**Data supplied**

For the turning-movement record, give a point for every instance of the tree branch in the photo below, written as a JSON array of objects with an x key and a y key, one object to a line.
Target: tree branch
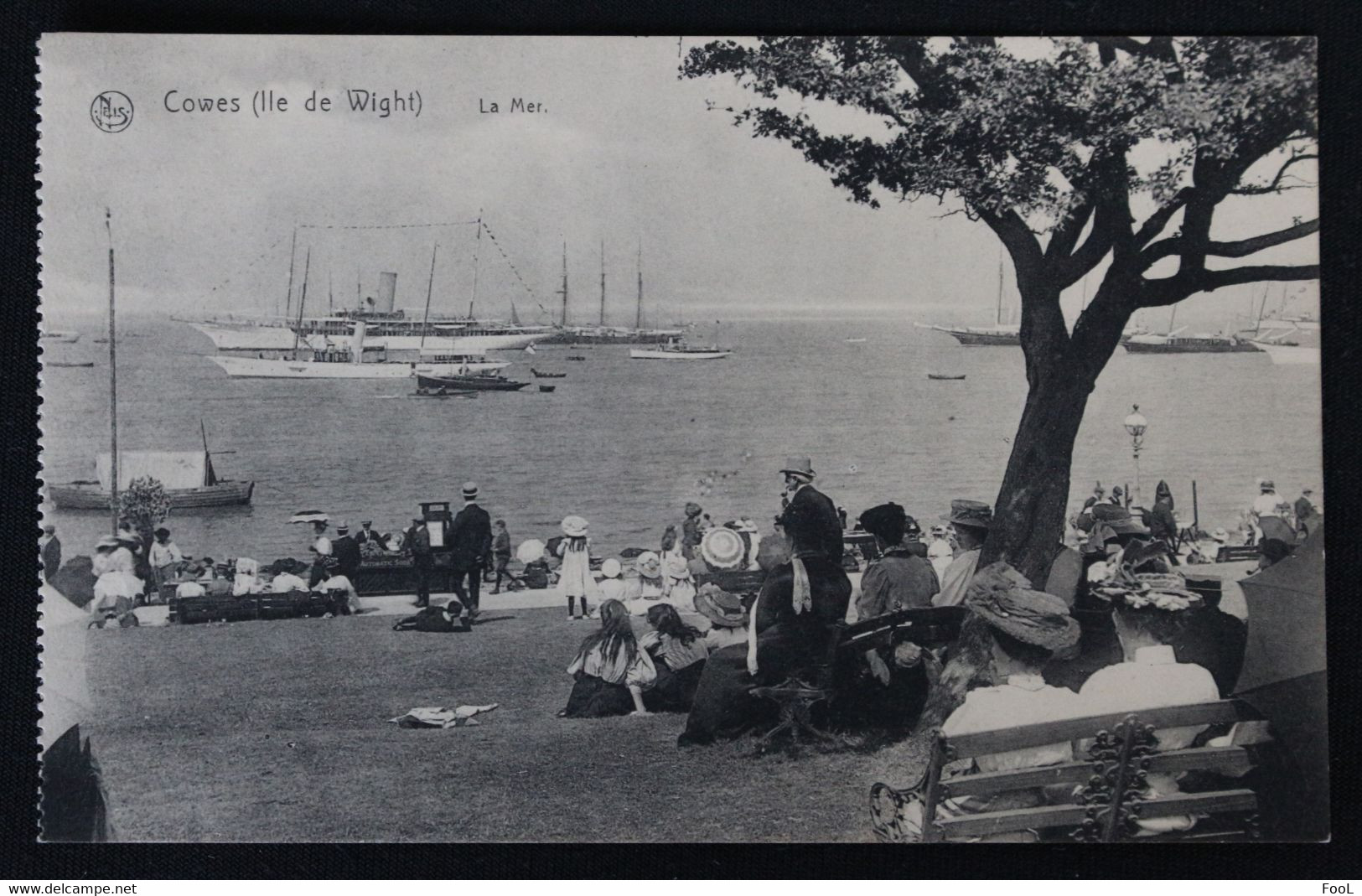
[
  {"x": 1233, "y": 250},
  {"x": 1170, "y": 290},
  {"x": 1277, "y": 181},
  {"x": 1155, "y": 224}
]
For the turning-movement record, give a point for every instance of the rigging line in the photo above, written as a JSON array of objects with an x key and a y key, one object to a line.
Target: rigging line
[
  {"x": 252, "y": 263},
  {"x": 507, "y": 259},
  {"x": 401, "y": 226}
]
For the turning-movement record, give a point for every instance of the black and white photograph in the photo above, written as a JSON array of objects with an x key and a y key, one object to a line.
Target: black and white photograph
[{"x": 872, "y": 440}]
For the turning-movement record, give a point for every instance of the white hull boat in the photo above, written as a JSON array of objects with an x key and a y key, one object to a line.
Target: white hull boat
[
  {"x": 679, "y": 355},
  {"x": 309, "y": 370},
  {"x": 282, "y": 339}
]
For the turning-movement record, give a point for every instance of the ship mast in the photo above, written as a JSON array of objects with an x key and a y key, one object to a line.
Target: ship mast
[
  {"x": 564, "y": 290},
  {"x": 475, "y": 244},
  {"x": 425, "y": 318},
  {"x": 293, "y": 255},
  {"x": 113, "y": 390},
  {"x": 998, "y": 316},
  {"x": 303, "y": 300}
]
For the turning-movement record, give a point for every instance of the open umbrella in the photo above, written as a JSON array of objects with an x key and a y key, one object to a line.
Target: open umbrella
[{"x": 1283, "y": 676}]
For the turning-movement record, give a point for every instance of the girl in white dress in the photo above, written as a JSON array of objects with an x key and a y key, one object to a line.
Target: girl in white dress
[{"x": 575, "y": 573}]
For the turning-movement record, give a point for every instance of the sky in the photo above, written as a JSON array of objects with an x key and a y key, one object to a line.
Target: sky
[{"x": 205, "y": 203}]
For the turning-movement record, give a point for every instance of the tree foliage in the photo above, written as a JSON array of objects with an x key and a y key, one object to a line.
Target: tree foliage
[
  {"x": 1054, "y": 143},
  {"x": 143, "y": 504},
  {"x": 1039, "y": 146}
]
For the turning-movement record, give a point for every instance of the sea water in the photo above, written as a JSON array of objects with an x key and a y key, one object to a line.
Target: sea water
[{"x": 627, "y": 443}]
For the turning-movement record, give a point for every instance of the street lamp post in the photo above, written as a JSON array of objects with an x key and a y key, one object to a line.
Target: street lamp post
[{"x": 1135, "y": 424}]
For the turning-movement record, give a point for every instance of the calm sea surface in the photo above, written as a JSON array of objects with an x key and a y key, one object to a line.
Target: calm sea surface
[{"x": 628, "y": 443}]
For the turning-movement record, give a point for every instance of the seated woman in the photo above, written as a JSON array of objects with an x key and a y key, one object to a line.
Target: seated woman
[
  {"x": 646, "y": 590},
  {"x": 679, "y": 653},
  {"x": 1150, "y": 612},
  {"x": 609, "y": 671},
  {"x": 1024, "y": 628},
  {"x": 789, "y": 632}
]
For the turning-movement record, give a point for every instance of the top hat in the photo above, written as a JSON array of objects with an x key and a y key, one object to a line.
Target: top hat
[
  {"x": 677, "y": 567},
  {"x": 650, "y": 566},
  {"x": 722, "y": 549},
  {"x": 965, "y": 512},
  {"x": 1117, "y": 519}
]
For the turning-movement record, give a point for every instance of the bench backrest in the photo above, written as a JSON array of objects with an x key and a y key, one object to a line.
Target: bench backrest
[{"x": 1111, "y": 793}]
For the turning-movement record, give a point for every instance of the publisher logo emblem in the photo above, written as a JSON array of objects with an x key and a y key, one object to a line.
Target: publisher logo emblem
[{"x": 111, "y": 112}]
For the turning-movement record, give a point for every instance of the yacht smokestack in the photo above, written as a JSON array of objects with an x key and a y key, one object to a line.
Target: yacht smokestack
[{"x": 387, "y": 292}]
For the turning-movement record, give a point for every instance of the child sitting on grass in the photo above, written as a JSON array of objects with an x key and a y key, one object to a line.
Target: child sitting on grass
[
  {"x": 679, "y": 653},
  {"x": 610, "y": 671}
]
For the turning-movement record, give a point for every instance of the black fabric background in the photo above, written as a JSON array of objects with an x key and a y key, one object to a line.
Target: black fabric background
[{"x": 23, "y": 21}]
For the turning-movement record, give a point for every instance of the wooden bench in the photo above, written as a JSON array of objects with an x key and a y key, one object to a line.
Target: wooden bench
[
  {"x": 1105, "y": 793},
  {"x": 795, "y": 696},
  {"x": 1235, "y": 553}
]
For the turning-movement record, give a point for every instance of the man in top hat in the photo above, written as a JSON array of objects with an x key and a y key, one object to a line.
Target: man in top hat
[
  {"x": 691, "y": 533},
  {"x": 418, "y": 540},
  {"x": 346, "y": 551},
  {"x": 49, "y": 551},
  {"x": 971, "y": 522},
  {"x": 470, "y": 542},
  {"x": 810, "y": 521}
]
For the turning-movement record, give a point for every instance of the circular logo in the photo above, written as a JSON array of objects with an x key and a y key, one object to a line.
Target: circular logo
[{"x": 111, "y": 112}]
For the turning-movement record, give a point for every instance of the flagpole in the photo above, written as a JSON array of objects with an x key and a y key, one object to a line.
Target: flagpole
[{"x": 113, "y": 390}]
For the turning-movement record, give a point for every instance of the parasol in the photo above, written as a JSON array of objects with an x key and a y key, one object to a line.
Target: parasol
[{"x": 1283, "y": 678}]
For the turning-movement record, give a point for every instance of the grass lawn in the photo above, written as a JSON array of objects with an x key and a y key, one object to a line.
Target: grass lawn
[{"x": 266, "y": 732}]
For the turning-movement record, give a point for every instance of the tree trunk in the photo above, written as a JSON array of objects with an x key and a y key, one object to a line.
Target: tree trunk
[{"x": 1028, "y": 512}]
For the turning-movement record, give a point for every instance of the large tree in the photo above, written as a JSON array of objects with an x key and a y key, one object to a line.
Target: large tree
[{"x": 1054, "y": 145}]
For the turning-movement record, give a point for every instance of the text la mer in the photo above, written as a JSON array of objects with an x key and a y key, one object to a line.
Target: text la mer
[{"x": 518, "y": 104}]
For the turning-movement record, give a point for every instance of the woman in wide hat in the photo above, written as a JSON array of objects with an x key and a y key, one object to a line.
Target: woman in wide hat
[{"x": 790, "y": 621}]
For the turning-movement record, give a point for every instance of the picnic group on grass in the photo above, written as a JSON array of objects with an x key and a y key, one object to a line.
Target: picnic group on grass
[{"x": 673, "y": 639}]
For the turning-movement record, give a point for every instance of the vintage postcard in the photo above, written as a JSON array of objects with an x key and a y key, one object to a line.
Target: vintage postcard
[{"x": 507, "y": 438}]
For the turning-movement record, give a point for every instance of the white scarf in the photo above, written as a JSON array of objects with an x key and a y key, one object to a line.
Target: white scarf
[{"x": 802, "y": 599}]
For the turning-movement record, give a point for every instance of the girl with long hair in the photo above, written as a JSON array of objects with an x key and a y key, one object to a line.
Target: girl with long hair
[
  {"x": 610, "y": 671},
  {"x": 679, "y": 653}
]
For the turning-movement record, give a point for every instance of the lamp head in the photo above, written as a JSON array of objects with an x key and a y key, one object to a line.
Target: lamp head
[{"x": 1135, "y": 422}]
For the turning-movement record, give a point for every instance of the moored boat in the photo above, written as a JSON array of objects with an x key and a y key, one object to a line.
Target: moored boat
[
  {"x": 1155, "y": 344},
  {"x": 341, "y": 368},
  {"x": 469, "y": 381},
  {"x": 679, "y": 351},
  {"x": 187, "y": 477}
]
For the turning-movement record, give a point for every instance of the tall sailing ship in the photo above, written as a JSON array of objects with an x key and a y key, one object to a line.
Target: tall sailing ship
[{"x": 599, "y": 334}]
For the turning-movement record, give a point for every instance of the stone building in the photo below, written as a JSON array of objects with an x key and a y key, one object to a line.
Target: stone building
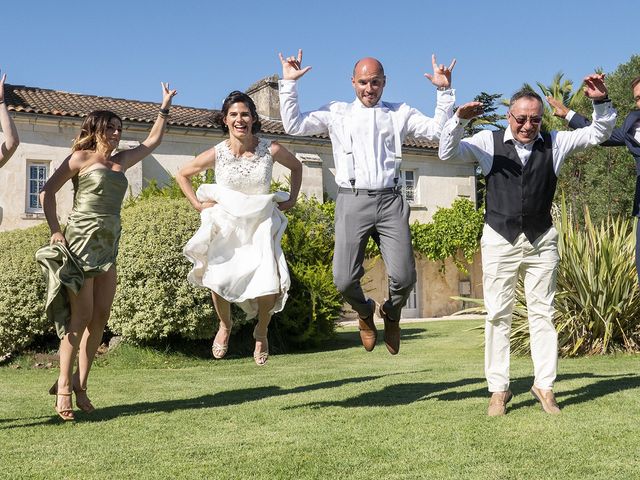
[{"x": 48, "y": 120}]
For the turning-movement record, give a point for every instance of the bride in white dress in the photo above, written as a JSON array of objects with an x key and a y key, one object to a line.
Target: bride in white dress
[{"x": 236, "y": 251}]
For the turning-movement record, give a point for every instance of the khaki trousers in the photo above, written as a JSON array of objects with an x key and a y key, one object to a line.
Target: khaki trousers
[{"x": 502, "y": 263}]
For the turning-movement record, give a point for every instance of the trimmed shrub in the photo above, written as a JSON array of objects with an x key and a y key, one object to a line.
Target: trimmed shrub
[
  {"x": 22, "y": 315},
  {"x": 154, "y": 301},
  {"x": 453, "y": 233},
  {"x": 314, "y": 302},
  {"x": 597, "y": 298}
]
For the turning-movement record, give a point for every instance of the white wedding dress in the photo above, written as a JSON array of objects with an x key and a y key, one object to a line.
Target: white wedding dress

**Assignment**
Every line above that holds the word "below" should be copied out.

**Response area**
For the turning-movement record, give a point for every instance of the tree branch in the photo below, written as a JSON array of objects with an x key and a y key, one object to a line.
For the turning-movement record, give a point for every instance of the stone building in the photo below, written as a JSON array of objects with an x key and a y key, one object to a line.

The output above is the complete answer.